- WORK INSTRUCTION 1 -
From the endometrial cancer abstract, extract the passage that starts at the words "Purpose: To determine" and ends after the words "in New Zealand.".
- WORK INSTRUCTION 2 -
Using the endometrial cancer abstract, decide whether each statement agrees with it. Answer yes or no for each and quote the deciding words. (a) Incidence rates of endometrial cancer by ethnicity came from linked census-cancer records covering 1981-2004. (b) The relative risks for diabetes, obesity and physical inactivity were calculated from the 2006-2007 health survey data. (c) The PAR% estimates were applied to cancer rates from 2001-2004.
- WORK INSTRUCTION 3 -
Continue the endometrial cancer abstract after its last sentence.

- SOURCE TEXT -

= = = = = = =

Purpose: To determine the endometrial cancer rates, and the proportion attributable to diabetes mellitus (DM), physical inactivity, and overweight/obesity, by ethnicity with a focus on Pacific women in New Zealand.
Methods: Linked census-cancer records (1981-2004) were used to determine incidence rates of endometrial cancer by ethnicity. Health survey data (2006-2007) were used to determine risk factor prevalence by ethnicity. Relative risks for the association between diabetes, obesity, physical inactivity and endometrial cancer were sourced from published studies. Population attributable risk (PAR) methods, with Monte Carlo simulation, were used to estimate the PAR% by ethnicity and applied to 2001-2004 cancer rates.

= = = = = = =

(Dataset records)
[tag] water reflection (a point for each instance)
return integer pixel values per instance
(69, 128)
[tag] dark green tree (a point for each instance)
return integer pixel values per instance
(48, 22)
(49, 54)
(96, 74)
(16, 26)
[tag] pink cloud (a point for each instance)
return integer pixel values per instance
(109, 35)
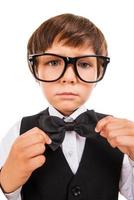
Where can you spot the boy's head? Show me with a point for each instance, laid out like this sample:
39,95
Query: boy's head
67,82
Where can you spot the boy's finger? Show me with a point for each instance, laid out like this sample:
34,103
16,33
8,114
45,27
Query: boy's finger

= = = = = = =

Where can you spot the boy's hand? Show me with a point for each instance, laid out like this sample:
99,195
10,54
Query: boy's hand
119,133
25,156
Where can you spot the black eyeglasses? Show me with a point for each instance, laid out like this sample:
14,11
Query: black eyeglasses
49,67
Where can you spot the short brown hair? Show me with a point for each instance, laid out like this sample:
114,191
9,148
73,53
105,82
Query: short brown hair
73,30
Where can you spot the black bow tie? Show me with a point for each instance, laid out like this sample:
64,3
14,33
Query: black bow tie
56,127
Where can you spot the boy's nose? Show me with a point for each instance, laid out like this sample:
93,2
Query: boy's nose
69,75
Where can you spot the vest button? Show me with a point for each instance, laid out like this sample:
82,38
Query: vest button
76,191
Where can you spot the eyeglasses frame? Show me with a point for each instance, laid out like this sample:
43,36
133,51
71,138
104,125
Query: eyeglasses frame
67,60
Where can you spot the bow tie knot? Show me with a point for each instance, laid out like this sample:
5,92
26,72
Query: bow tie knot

= = = = = = =

- RESPONSE 1 -
Purpose: To determine the endometrial cancer rates, and the proportion attributable to diabetes mellitus (DM), physical inactivity, and overweight/obesity, by ethnicity with a focus on Pacific women in New Zealand.

- RESPONSE 2 -
(a) Yes: "Linked census-cancer records (1981-2004) were used to determine incidence rates of endometrial cancer by ethnicity."
(b) No: "Relative risks for the association between diabetes, obesity, physical inactivity and endometrial cancer were sourced from published studies."
(c) Yes: "applied to 2001-2004 cancer rates."

- RESPONSE 3 -
Results: Pacific women had 2.61 (95 % confidence interval 2.22-3.05) times the endometrial cancer rate of European/Other women pooled over time, and the most rapidly increasing rates over time with the rate ratio increasing from 1.96 (1.14-3.37) in 1981/1986 to 3.78 (3.03-4.71) in 2001/2004 (p for trend = 0.14). Pacific women had the highest PAR% for DM, physical inactivity, and overweight/obesity (63.1 %), followed by Māori (58.6 %) and European/Other (48.6 %). Applying these PAR% to 2001-2004 endometrial cancer rates, the rate ratio comparing Pacific to European/Other endometrial cancer reduced from 3.8 for total cancer (attributable plus non-attributable) to 2.3 for non-attributable cancer, and the rate difference reduced by 79 % from 51 to 11 per 100,000.
Conclusions: Pacific women have high endometrial cancer rates in New Zealand. Some, but not all, of the ethnic inequalities were explained by measured differences in obesity/overweight, DM, and physical inactivity.